# GOAL OF THE EXERCISE:
Would you restate every entry below word for word? Leave out the pictures.

# EXERCISE DATA:
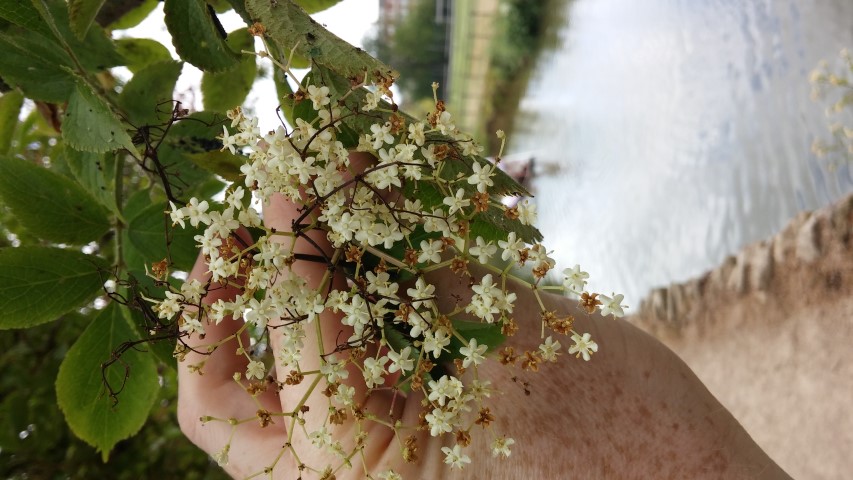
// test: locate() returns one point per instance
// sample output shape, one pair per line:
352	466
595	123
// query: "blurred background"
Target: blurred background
665	136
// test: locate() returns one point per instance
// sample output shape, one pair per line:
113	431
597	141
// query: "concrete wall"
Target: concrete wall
770	332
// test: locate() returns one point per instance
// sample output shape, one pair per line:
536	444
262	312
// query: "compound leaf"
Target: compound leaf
91	126
87	381
38	284
196	35
49	205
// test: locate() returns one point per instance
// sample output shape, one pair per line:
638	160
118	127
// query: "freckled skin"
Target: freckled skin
634	411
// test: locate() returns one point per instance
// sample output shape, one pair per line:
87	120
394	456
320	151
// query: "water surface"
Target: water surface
668	134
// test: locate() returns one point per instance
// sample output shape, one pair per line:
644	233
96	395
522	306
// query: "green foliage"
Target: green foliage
90	164
96	174
38	284
36	440
91	366
417	32
225	90
314	6
24	14
132	17
147	233
10	106
50	205
141	52
81	14
147	98
289	27
196	35
91	126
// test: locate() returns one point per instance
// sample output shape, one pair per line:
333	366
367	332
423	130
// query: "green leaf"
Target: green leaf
314	6
485	333
284	92
95	52
228	89
34	64
181	152
91	126
50	205
96	174
135	16
24	14
141	52
38	284
10	107
147	98
161	349
81	14
289	26
195	35
147	234
81	391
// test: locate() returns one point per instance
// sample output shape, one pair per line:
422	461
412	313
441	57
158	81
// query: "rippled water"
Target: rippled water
668	134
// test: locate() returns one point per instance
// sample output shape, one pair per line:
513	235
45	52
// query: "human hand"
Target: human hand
635	410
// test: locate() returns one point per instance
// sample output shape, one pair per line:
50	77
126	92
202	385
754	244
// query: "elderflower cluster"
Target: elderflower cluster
421	206
834	84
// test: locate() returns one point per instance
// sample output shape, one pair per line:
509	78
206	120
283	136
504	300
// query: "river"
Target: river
670	133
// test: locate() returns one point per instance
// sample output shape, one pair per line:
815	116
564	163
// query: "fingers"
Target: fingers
206	384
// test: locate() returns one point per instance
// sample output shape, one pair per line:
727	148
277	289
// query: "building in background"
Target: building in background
413	36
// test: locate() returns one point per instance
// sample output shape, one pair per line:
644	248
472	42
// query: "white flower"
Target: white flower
228	141
401	361
371	101
319	96
439	422
487	288
473	353
416	133
421	293
197	212
511	247
430	251
434	343
446	388
374	371
583	346
574	279
456	202
334	369
190	323
454	457
500	446
221	457
612	305
549	349
381	135
482	176
255	369
444	123
177	215
526	213
345	395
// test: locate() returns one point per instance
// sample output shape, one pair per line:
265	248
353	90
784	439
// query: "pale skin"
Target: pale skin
635	410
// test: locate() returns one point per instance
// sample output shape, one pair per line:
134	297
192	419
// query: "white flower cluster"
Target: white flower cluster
374	211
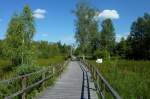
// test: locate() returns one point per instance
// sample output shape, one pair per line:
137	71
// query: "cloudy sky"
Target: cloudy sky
55	22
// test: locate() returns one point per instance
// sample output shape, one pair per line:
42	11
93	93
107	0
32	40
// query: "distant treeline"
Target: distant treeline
19	47
100	41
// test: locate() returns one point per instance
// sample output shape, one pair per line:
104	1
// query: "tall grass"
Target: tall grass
131	79
7	70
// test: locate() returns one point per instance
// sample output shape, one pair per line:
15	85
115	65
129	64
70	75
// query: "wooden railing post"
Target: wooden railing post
53	71
23	83
43	77
103	89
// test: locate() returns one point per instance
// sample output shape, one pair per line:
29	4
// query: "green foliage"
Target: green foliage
107	36
101	54
50	61
129	78
19	35
26	69
86	28
139	38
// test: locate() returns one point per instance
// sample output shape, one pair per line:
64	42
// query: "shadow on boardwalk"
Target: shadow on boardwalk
69	85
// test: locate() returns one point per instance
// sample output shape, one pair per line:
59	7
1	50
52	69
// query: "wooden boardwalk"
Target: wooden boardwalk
71	84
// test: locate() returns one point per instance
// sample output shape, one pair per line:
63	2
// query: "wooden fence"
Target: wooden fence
25	83
104	90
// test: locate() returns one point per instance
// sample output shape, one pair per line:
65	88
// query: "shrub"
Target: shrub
25	69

# EXERCISE RESPONSE:
// test: locate() returns one point per instance
// sample output shape, one pair per line:
352	466
595	123
// query: "blurred background"
Target: blurred background
665	136
// test: locate() returns one point per instance
// sample output shape, one pair per line:
113	431
597	141
// query: "concrete wall"
Target: concrete wall
770	332
// test: locate() returns one point per instance
// sample output shape, one pair per line:
536	444
262	312
// query: "compound leaf"
Target: compound leaf
91	126
87	381
38	284
196	35
49	205
// test: locate() returns one point per instance
// sample output shape, one pair per line:
638	160
118	127
// query: "freckled skin"
Target: freckled skin
634	411
// test: locate() returns one point per instance
// sample output shape, one pair per line:
87	120
394	456
320	151
// query: "water surface"
Target: water surface
668	134
// test: locate() returns one point per instance
// sample output shape, one pair per line:
644	233
96	395
522	306
// query: "green foliage"
Target: green foliage
90	164
96	174
38	284
36	440
91	366
417	32
225	90
314	6
24	14
132	17
147	233
10	106
50	205
141	52
81	14
147	98
289	27
196	35
91	126
// test: locate() returns one point per instance
// sample output shape, one pair per line:
333	366
367	332
423	130
// query: "green leaf"
Target: green leaf
314	6
485	333
284	92
95	52
228	89
34	64
181	152
91	126
50	205
96	174
135	16
24	14
141	52
38	284
10	107
147	98
161	349
81	14
289	26
195	35
147	234
81	391
// test: locate() returns one point per instance
// sample output shape, one pair per line:
422	461
412	313
441	57
158	81
// query: "rippled water"
Target: rippled water
668	134
// test: locate() returns one point per instance
// sample output shape, one pair per line:
513	235
45	52
// query: "human hand"
Target: human hand
635	410
// test: locate() returns one point per instance
// sample output shape, one pair per line:
50	77
126	92
202	385
754	244
// query: "elderflower cluster"
Target: elderflower cluster
421	206
834	84
// test: locate() returns one point per instance
// sample output shape, one pair per line:
509	78
206	120
283	136
504	300
// query: "river"
Target: river
670	133
// test: locate() returns one point per instance
// sample output shape, one pair per line:
815	116
564	163
// query: "fingers"
Target: fingers
206	384
// test: locate() returns one point per instance
// sample output shape, one pair per line:
727	148
277	289
// query: "building in background"
Target: building in background
413	36
// test: locate() returns one point per instance
// sample output shape, one pair per line:
644	248
472	42
// query: "white flower"
Target: white flower
228	141
401	361
371	101
319	96
439	422
487	288
473	353
416	133
421	293
197	212
511	247
430	251
434	343
446	388
374	371
583	346
574	279
456	202
334	369
190	323
454	457
500	446
221	457
612	305
549	349
381	135
482	176
255	369
444	123
177	215
526	213
345	395
// test: locate() returns one point per instance
// sample output shape, one pair per line:
265	248
353	90
784	439
// query: "pale skin"
Target: pale skin
635	410
// test: locate() returns one point per instance
// sample output shape, one pair per line:
134	297
192	419
// query: "white flower cluster"
Target: white flower cluster
374	211
// test: locate() returns one point per instance
// sample output shape, one pair per line:
137	71
// query: "cloudy sky"
Target: cloudy sky
55	22
// test: locate() returns one point per instance
// sample output shape, one pair per line:
42	11
93	93
107	0
32	40
// query: "distant treeline"
Target: distant treeline
19	47
100	41
// test: locate() returns one point per instance
// sample output shape, one pair per line:
104	1
// query: "tall grass"
Target: tall grass
131	79
7	70
// test: locate() returns one point per instance
// sample output shape, one pair per line:
15	85
115	65
129	64
70	75
// query: "wooden railing post"
Target: wooden railing post
53	71
23	83
43	77
103	89
// test: locate() returns one point per instance
// sample output shape, one pair per line:
29	4
// query: "green foliage"
Target: green foliage
107	36
101	54
50	61
129	78
19	35
26	69
86	28
139	38
// test: locate() returns one point per instance
// sample output shape, one pair per line:
64	42
// query: "shadow on boardwalk"
Target: shadow on boardwalk
69	85
// test: locate() returns one point per instance
// sample output shape, one pair per line:
59	7
1	50
52	69
// query: "wooden boardwalk"
Target: wooden boardwalk
71	84
// test: locate() returns one point per instance
// sample output shape, one pair per line:
63	2
// query: "wooden fence"
Target: wooden fence
25	83
104	90
// test: locate() returns one point per instance
// sample output shape, one pair per line:
65	88
// query: "shrub"
Target: shrub
25	69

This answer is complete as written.